● What to work on
Write out the entire listing below, reproducing every line without change.

● Dataset extract
• • • • • • •

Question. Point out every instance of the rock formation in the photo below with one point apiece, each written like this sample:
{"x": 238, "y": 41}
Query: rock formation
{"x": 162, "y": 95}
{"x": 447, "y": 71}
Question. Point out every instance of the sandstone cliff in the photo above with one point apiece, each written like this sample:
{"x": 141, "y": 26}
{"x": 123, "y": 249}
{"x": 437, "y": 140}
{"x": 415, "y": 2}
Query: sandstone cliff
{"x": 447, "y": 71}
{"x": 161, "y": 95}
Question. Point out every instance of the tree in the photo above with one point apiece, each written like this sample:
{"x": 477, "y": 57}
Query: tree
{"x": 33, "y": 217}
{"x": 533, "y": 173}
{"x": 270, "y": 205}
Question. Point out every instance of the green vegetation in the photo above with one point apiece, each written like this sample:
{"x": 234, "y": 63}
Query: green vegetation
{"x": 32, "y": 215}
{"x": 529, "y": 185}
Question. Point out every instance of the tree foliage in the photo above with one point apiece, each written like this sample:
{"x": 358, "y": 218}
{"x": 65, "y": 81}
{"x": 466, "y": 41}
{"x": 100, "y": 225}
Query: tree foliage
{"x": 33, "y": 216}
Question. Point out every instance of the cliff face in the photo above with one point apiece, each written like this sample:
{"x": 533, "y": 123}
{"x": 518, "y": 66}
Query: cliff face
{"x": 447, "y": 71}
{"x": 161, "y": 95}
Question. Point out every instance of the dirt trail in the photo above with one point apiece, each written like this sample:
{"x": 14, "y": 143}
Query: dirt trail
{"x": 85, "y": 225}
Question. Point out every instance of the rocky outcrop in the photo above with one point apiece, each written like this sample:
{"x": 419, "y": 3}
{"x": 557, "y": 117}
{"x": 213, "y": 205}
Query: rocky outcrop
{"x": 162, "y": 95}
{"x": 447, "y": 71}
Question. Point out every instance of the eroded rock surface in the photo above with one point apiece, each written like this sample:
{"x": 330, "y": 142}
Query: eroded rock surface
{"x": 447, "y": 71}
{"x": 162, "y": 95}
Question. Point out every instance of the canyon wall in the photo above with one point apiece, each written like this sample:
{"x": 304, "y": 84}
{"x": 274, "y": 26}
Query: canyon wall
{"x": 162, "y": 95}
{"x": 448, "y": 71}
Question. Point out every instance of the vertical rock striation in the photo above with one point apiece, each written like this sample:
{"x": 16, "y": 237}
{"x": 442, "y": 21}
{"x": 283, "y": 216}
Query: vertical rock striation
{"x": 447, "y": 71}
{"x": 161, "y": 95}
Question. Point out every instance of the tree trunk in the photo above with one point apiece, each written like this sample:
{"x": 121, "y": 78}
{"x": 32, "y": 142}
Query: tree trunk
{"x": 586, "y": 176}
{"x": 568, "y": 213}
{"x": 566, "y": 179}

• • • • • • •

● Solution to the problem
Question. Point out every instance of the rock formation in the photo below with one point apiece, each written like this sample:
{"x": 238, "y": 41}
Query: rock formation
{"x": 162, "y": 95}
{"x": 447, "y": 71}
Question. Point out every instance of the sandstone cliff in the photo above with one point apiece, each written like this sample:
{"x": 141, "y": 26}
{"x": 123, "y": 249}
{"x": 437, "y": 140}
{"x": 415, "y": 2}
Query: sandstone cliff
{"x": 447, "y": 71}
{"x": 161, "y": 95}
Question. Point out every instance of the tree in the photo above with one point apiece, each written like this sample:
{"x": 477, "y": 57}
Query: tree
{"x": 33, "y": 217}
{"x": 533, "y": 173}
{"x": 270, "y": 205}
Question. Point out every instance of the green vegetation in the photo above with one point apiece, each written like this sample:
{"x": 234, "y": 63}
Query: green vegetation
{"x": 32, "y": 215}
{"x": 529, "y": 185}
Question. Point out every instance of the tree foliage in the photo above with one point apiece, each written like this sample:
{"x": 358, "y": 218}
{"x": 65, "y": 81}
{"x": 466, "y": 41}
{"x": 100, "y": 225}
Query: tree foliage
{"x": 33, "y": 216}
Question. Point out every instance of the cliff face in the photo above with one point apiece, each written like this sample:
{"x": 533, "y": 123}
{"x": 518, "y": 66}
Query: cliff face
{"x": 447, "y": 71}
{"x": 161, "y": 95}
Question. Point out every instance of the dirt trail in the photo above with one point apiece, each written like this sample:
{"x": 14, "y": 143}
Query: dirt trail
{"x": 85, "y": 225}
Question. Point out every instance of the rocky outcrop in the photo above with one point apiece, each written like this sample:
{"x": 419, "y": 3}
{"x": 557, "y": 117}
{"x": 213, "y": 205}
Query: rocky outcrop
{"x": 162, "y": 95}
{"x": 447, "y": 71}
Question. Point out every instance of the eroded rock surface in the photo above with one point apiece, each written like this sample:
{"x": 330, "y": 142}
Query: eroded rock surface
{"x": 447, "y": 71}
{"x": 162, "y": 95}
Question. Point out every instance of the canyon wall in the photo above with one point apiece, each written like this sample:
{"x": 304, "y": 84}
{"x": 274, "y": 26}
Query: canyon wall
{"x": 162, "y": 95}
{"x": 448, "y": 71}
Question. Point out every instance of the vertical rock striation in the photo above with one point apiece, each written like this sample:
{"x": 16, "y": 237}
{"x": 442, "y": 21}
{"x": 283, "y": 216}
Query: vertical rock striation
{"x": 447, "y": 71}
{"x": 161, "y": 95}
Question. Point out every instance of the tree trunk in the photo above with one point apiece, each written like this sample:
{"x": 121, "y": 78}
{"x": 32, "y": 142}
Query: tree trunk
{"x": 586, "y": 176}
{"x": 568, "y": 213}
{"x": 566, "y": 179}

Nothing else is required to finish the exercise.